Records drawn from a dataset
- - -

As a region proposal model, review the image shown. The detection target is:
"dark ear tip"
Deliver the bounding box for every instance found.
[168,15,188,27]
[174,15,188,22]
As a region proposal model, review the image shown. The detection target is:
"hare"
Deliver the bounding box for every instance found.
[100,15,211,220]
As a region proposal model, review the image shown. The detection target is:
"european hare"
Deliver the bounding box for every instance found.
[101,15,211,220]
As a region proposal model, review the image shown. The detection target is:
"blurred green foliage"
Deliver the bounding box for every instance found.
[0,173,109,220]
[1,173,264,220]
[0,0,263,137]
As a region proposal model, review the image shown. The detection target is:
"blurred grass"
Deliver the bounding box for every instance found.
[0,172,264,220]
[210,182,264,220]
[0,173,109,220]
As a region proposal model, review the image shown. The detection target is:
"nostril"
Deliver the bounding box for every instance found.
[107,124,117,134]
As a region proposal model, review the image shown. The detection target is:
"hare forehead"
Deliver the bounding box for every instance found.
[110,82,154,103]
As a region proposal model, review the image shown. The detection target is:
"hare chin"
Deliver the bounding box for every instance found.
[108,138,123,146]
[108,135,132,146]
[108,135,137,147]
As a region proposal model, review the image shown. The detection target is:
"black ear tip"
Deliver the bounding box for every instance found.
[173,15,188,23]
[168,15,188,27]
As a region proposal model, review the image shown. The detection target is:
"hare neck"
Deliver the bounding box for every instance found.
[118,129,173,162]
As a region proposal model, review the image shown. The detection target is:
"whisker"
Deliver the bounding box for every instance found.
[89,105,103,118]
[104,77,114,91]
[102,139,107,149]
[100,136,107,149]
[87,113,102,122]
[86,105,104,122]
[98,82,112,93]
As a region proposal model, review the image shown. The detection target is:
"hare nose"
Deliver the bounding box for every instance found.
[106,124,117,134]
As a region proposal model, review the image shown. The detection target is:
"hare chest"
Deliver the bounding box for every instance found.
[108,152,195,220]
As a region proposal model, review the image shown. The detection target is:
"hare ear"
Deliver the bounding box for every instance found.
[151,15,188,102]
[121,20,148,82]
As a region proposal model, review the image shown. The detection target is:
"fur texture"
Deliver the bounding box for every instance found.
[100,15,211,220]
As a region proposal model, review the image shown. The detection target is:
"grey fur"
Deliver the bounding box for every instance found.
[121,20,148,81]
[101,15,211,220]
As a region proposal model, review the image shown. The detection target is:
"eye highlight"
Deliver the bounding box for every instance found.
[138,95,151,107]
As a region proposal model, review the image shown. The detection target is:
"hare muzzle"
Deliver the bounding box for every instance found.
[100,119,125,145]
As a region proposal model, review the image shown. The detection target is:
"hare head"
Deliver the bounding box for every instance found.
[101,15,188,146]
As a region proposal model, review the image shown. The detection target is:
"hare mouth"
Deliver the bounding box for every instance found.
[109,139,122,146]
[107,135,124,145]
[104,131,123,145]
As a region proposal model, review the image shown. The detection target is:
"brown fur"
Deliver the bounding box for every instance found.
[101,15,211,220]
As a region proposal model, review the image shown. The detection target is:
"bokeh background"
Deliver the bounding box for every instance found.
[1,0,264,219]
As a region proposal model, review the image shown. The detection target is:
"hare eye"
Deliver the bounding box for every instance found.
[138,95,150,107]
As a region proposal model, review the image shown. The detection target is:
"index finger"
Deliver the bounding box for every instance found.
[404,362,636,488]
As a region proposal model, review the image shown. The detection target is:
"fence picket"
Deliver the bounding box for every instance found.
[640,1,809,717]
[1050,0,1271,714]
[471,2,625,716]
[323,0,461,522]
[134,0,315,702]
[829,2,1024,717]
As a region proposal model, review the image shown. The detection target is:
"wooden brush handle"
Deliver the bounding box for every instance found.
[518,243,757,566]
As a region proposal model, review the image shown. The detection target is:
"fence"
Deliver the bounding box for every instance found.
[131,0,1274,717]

- - -

Exercise - Every line of the entries that includes "blurred" must be copied into the answer.

Written solution -
"blurred green foliage"
"blurred grass"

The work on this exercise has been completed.